Problems to work on:
• A. Write out the passage of the bird species profile between "Weight: 510gr max" and "markets (in Nigeria).", inclusive.
• B. Using the bird species profile, answer these:
(i) How many eggs does the profile give for incubation?
(ii) What IUCN status is listed?
(iii) In which country does the profile place hunting and trading in traditional medicine markets?

Source extract:

--- --- ---

SW Europe to Caspian Sea, Africa, Madagascar, N, C, S America, S & E Asia, Australia, New Zealand.


Mainly insectivore. Insects (horse-flies, flies, beetles, caterpillars, dragonflies, ticks, cicadas, crickets), also crustaceans, spiders, frogs, tadpoles, molluscs, fish, lizards, snakes, small birds, rodents. Occasionally vegetable matter, e.g. palm nut pulp.


Habitat:  Pastures, freshwater habitats such as marshes and flood plains.
Incubation: 21-26 days / 2-5 eggs
Social structure: colonies of a few dozens to several thousand pairs or up to 10.000 pairs in Africa.
Weight: 510gr max
Dimensions: 46-56cm  wingspan: 88-96cm
Lifespan: 7-8

Estimated population in the wild: 4,000,000-9,850,000

Threats: Wetland degradation and destruction, pesticide poisoning, persecuting as public nuisance in urban areas, hunting and trading in traditional medicine markets (in Nigeria).
IUCN Status: Least Concern
Did you know that:

  1. In Greece it is a very rare winter visitor.
  2. Their name comes from their habit to wander alongside herds of cattle.
  3. By riding on the back of grazing animals they eat ticks and flies or insects stirred up by the grazing activity, they conserve energy and they are protected from predators.
  4.  Some ranchers rely more on cattle egrets than pesticides to control flies around their herds.
  5. The first research on this species was conducted by Aristotle (384-322 b.c.)

--- --- ---

Material provided:
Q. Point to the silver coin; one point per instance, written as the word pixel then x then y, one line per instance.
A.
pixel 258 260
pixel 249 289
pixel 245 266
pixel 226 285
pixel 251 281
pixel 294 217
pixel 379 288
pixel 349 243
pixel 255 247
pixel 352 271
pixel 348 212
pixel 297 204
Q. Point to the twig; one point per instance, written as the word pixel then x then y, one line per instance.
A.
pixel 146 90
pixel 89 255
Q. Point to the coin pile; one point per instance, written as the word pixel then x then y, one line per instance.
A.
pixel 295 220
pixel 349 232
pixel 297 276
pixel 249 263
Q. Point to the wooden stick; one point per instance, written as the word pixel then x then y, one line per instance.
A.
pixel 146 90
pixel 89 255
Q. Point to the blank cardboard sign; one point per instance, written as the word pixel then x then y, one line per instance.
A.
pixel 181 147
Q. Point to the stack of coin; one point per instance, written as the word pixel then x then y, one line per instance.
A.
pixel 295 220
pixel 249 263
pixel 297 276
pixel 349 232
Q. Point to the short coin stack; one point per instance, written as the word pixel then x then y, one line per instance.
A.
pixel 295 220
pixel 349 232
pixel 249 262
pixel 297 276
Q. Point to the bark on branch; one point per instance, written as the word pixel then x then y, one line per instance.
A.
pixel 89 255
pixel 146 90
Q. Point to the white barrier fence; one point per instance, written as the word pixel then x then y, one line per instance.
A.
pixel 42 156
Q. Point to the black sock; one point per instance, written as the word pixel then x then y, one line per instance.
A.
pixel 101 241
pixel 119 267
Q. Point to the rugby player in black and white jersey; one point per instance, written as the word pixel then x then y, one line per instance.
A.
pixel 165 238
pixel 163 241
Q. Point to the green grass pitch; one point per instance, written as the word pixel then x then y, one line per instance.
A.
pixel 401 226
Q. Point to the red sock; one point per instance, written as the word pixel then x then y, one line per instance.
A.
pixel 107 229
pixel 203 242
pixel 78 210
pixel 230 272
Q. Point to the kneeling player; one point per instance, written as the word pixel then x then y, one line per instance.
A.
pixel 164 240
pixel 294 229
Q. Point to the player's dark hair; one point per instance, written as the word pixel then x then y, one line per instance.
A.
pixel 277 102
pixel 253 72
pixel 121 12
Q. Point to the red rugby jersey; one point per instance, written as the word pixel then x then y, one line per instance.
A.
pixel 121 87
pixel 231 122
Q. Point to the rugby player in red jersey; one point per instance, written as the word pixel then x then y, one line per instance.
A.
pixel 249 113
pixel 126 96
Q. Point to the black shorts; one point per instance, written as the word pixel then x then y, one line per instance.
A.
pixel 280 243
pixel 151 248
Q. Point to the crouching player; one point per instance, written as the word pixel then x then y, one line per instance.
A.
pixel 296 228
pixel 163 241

--- --- ---

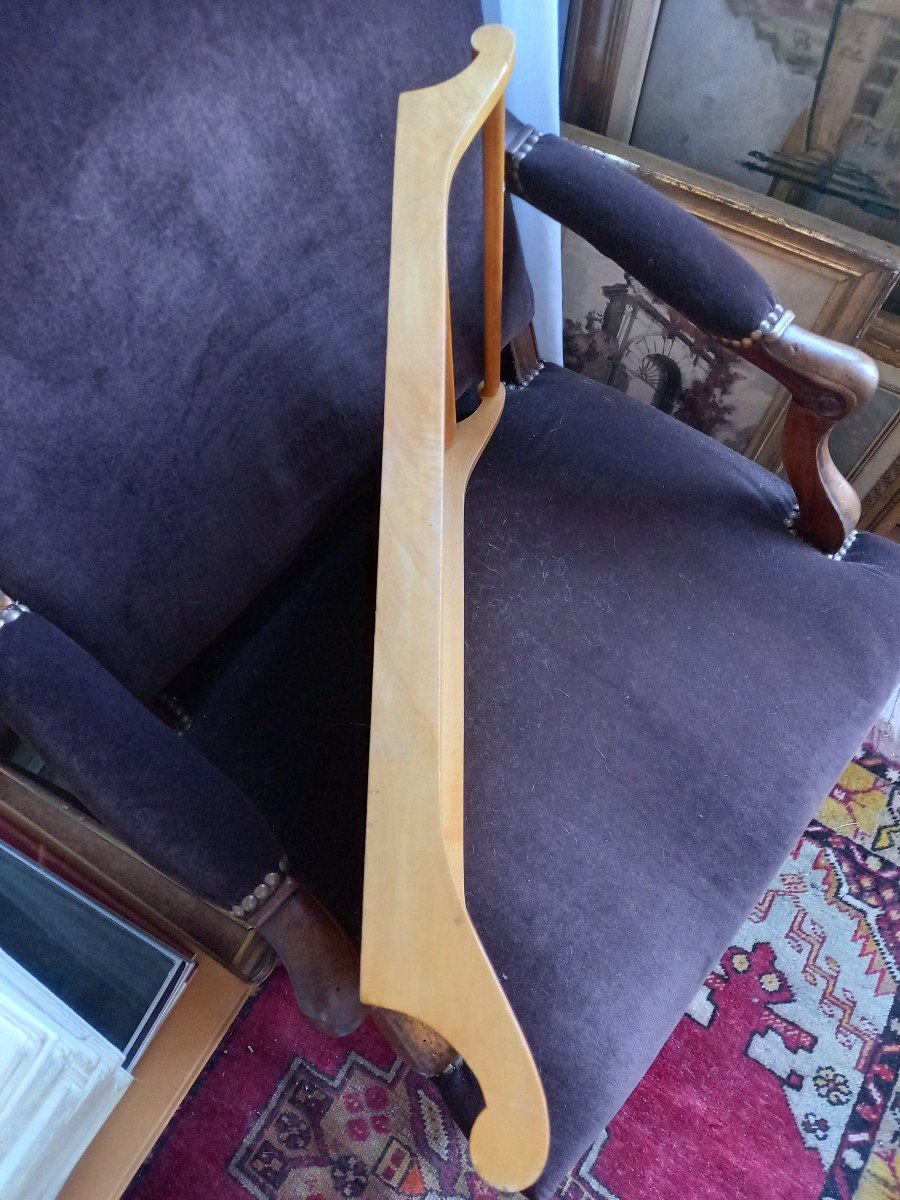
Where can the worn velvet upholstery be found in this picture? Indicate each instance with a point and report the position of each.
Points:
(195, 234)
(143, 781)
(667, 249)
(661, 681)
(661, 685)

--- --- ---

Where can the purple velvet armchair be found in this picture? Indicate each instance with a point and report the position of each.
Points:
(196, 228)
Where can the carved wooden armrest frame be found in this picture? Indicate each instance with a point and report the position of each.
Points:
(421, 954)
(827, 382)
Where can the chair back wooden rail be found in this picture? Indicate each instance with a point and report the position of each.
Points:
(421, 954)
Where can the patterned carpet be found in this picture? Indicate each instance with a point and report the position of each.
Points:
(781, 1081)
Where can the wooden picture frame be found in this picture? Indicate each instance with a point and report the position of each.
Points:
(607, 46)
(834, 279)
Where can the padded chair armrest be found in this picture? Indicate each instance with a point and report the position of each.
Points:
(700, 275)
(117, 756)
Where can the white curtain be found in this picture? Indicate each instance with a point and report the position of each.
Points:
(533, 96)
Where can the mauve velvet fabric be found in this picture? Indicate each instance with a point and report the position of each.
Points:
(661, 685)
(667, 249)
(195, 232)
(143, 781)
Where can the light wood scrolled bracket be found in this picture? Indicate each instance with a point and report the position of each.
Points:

--- --- ---

Expected results:
• A.
Weight: 510gr max
Dimensions: 46-56cm  wingspan: 88-96cm
Lifespan: 7-8

Estimated population in the wild: 4,000,000-9,850,000

Threats: Wetland degradation and destruction, pesticide poisoning, persecuting as public nuisance in urban areas, hunting and trading in traditional medicine markets (in Nigeria).

• B.
(i) 2-5 eggs
(ii) Least Concern
(iii) Nigeria